Professore, dopo quello che abbiamo passato negli anni scorsi, questa sembra essere descritta in realtà come un’infezione di serie B…
Facciamo chiarezza. È un’infezione che si ripresenta dal 1998, e che si trasmette dalle zanzare. Si presenta di solito con una sintomatologia lieve, alcuni dolori e poca febbre, che scompaiono spontaneamente. Ma, in alcuni casi, per grandi anziani, persone con patologie concomitanti, immunodepressi, i rischi ci sono. In quel caso, o quando la febbre è alta e implica problemi neurologici, il decorso deve essere seguito dallo specialista.
Lei parlava del rischio sottovalutazione. Come si evita?
Con l’unico modo possibile, che è anche garanzia di efficacia: la prevenzione.
E come si affronta una corretta prevenzione?
Da un lato c’è quella che ognuno di noi può mettere in campo, proteggendosi dalle zanzare. Ci sono aree del nostro Paese molto più infestate di altre. Il nostro bersaglio sono le zanzare non il virus. Ma bisogna preoccuparsene a tempo debito.
Questo non è il tempo debito?
No, le azioni larvicide vanno fatte prima che arrivi l’estate. Non ora. E non possiamo ricordarcene solo quando ci sono dei morti. Guardando all’infezione di questi giorni, per esempio, c’è bisogno di mettere in campo una sorveglianza predittiva integrata, che significa raccogliere dati climatici, sanitari, entomologici, e poi avvalersi dell’Intelligenza artificiale per aggregarli e sviluppare scale di rischio. Il virus West Nile non preoccupa più di tanto, è vero, ma ricordiamoci che non è l’unico che circola, e che dobbiamo essere pronti a eventuali nuove pandemie. O vogliamo rimettere mano ai “bollettini di guerra” e tornare a contare i decessi quotidiani? Per evitarlo si deve lavorare a livello globale, ed evitare di isolarsi.

Eppure, l’Italia, dopo l'astensione dal Trattato pandemico globale del 2024, ha respinto, con altri 10 Paesi (124 hanno invece votato a favore) gli emendamenti al Regolamento sanitario dell’Oms per la gestione comune delle nuove pandemie. Come noi, gli Usa (che vogliono addirittura uscire dall’Oms), l’Iran, Israele, la Russia… Ma come è stato possibile?
Per quanto riguarda la mancata adesione al Trattato, la stragrande maggioranza della comunità scientifica riconosce che sia stato un errore al quale si può e si deve porre rimedio. Dobbiamo collaborare con il mondo per fronteggiare le grandi emergenze sanitarie. Nel corso della pandemia possono anche esserci stati degli sbagli a livello internazionale, ma non possiamo fare l’errore di confondere le degenerazioni di un sistema con il sistema stesso, o le degenerazioni di una istituzione con l’istituzione stessa. Se qualcuno ha lucrato sui vaccini, per esempio, non significa certo che i vaccini non siano efficaci. Se l’Oms non sempre si è mostrata all’altezza, non significa che andrebbe sciolta. Anzi, io lavorerei per trasformare certe criticità in una grande occasione per il Paese.

_VERIFICA LA COMPRENSIONE:_
1) Come si traduce in inglese questa frase dell'intervista: "Ci sono aree del nostro Paese molto più infestate di altre."?
2) Puoi stampare dall'intervista, parola per parola, il passo che va da "Professore, dopo quello" a "Come si evita?"?
3) Secondo l'intervista, quanti Paesi hanno votato a favore degli emendamenti al Regolamento sanitario dell'Oms?

_DATI ARCHIVIATI:_
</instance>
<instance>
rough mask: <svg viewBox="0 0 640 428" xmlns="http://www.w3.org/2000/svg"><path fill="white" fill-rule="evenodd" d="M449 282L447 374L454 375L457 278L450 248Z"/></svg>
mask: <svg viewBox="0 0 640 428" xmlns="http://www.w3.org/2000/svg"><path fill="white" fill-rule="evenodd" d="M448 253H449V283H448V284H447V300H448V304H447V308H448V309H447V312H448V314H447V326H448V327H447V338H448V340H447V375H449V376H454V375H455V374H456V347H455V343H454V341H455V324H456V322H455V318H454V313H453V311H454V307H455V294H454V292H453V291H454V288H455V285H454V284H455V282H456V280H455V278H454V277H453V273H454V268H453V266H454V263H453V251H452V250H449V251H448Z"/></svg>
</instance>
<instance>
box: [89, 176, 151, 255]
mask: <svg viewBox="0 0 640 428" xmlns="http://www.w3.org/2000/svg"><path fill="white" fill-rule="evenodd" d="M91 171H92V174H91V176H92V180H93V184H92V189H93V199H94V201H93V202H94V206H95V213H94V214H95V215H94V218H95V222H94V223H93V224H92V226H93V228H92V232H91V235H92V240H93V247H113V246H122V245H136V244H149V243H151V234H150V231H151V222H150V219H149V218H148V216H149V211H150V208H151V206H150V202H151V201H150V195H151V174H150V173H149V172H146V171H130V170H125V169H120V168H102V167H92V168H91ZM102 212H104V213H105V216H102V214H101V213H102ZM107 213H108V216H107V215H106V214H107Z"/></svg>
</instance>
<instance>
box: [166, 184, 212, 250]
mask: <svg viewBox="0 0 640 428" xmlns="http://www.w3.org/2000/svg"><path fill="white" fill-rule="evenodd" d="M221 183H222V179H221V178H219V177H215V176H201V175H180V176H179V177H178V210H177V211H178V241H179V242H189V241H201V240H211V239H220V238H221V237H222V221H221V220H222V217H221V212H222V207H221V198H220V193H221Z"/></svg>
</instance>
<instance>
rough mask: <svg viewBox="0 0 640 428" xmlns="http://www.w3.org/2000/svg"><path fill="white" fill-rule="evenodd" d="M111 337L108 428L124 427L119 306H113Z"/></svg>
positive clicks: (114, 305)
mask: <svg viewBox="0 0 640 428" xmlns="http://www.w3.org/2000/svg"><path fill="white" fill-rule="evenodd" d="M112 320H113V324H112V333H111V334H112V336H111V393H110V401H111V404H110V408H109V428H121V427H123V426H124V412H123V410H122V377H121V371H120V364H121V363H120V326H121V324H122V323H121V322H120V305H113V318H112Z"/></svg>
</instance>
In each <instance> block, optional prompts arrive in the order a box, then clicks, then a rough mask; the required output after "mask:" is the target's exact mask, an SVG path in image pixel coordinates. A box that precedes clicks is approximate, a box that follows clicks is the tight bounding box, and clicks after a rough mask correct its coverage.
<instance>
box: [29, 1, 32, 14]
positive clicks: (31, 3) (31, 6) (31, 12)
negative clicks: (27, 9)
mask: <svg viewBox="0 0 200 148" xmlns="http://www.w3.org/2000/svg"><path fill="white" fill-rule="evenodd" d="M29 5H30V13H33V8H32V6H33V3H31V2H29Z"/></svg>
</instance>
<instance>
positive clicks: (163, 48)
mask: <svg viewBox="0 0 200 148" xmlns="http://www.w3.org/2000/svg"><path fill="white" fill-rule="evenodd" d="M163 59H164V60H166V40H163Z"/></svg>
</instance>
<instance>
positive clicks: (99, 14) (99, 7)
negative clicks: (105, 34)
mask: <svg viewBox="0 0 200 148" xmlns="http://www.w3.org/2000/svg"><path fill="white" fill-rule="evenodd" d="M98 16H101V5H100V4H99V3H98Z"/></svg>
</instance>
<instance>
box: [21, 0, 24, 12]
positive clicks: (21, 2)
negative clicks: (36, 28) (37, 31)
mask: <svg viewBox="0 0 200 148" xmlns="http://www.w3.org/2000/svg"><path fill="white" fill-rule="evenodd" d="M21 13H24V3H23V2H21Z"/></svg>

_RISULTATI DELL'ESERCIZIO:_
1) There are areas of our country far more infested than others.

2)
Professore, dopo quello che abbiamo passato negli anni scorsi, questa sembra essere descritta in realtà come un’infezione di serie B…
Facciamo chiarezza. È un’infezione che si ripresenta dal 1998, e che si trasmette dalle zanzare. Si presenta di solito con una sintomatologia lieve, alcuni dolori e poca febbre, che scompaiono spontaneamente. Ma, in alcuni casi, per grandi anziani, persone con patologie concomitanti, immunodepressi, i rischi ci sono. In quel caso, o quando la febbre è alta e implica problemi neurologici, il decorso deve essere seguito dallo specialista.
Lei parlava del rischio sottovalutazione. Come si evita?

3) 124 Paesi.